▸ **Exercise set**:
A - According to the vigil text, at what time did the sister arrive that morning?
B - Reproduce word for word the part of the vigil text that opens with the words containing "Thank you for" and closes with "a summer morning.".
Excerpt to read start
I know it's not healthy for me to sit so long, but I feel frozen in time. The feeding that took so long every day, is no more. I swab her mouth. I massage, sing to her, diaper and reposition her. But I do have the sense of a vigil. Waiting and being with her as she transitions into Spirit. Do you have any suggestions for other things I could do, either for her comfort or for me. Maybe something from another culture, a wise way of being in the presence of the death process.
I had not heard of thumbprint jewelery, I know some veterinarians offer paw prints for your animals. That would be a very nice keepsake. you could do it your self with plastic clay. blessings for you, your family and mother.
Thank you for allowing us to be a part of your life.
As the morning dawned, I played the CD of my sister playing piano, and from YouTube some of the angelica choir from westminster abbey, and the sounds really did feel like heaven was opening, coming closer in the room. My sister came at 6:45am. We stood to get ready to change her, saw her exhale and then be quite still. We put our hands on her chest and waited. Her music was playing, and the birds were chirping through the open window, with her lace curtains lifting in the quiet breeze of a summer morning.
Excerpt to read end
Record list start
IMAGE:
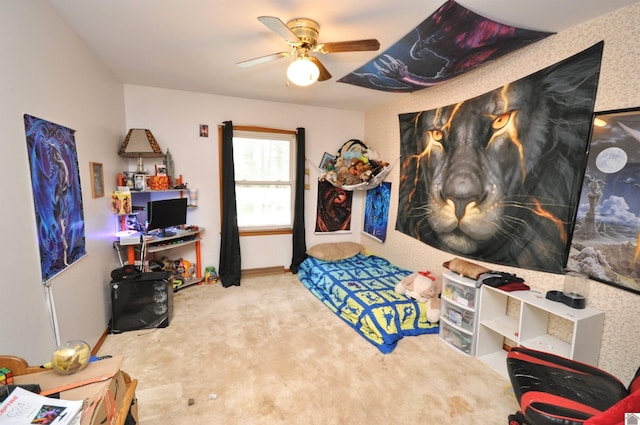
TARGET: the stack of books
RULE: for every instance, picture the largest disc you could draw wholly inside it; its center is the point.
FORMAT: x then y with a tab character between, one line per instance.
23	407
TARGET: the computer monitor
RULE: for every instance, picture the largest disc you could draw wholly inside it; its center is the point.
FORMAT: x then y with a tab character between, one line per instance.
166	213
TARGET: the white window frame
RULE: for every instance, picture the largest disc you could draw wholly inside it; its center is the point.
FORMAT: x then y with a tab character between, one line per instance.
270	134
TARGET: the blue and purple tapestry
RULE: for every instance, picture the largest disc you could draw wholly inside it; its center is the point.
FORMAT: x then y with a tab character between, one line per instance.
57	195
376	211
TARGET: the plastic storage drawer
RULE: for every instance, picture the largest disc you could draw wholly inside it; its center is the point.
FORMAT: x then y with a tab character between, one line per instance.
459	316
461	294
457	338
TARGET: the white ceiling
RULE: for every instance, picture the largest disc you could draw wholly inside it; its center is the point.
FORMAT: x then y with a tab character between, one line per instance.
194	45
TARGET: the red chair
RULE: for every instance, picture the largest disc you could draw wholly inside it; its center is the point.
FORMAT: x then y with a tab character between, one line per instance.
554	390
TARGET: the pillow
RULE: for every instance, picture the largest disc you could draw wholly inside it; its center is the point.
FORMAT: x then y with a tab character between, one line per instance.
465	268
334	251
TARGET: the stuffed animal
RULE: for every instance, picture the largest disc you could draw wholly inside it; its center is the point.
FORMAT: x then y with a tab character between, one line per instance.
423	288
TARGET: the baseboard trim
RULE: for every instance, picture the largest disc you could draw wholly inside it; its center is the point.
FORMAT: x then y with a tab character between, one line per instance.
262	271
98	345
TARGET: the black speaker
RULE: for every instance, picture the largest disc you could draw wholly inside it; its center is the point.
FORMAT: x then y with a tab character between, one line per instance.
142	302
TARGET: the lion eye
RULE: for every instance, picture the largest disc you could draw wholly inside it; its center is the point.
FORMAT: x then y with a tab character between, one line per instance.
436	135
501	121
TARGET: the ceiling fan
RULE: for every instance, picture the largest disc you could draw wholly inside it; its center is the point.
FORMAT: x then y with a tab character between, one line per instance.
302	36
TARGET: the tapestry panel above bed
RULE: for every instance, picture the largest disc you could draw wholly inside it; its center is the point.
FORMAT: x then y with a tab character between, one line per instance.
361	291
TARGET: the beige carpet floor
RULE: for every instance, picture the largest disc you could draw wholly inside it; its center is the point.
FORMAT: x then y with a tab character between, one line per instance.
268	352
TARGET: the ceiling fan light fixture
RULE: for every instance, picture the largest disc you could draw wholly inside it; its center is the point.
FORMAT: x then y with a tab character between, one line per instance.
303	72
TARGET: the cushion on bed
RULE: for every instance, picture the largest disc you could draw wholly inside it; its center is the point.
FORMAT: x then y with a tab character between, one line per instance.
335	251
465	268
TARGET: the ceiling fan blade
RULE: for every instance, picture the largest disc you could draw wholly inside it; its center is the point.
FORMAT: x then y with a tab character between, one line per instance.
263	59
324	73
279	27
349	46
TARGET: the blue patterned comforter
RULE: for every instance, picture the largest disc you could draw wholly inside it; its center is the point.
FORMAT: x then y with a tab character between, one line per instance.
360	290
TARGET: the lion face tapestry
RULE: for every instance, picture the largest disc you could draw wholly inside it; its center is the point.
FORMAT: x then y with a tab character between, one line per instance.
497	177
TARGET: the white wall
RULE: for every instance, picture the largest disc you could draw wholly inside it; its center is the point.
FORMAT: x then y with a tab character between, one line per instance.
174	118
619	87
49	73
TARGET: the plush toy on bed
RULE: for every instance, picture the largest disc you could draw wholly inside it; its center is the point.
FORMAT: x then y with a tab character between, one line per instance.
423	288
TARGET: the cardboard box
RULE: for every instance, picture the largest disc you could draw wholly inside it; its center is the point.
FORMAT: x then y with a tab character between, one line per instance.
101	385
Record list end
▸ **Solutions to each task**:
A - 6:45am

B -
Thank you for allowing us to be a part of your life.
As the morning dawned, I played the CD of my sister playing piano, and from YouTube some of the angelica choir from westminster abbey, and the sounds really did feel like heaven was opening, coming closer in the room. My sister came at 6:45am. We stood to get ready to change her, saw her exhale and then be quite still. We put our hands on her chest and waited. Her music was playing, and the birds were chirping through the open window, with her lace curtains lifting in the quiet breeze of a summer morning.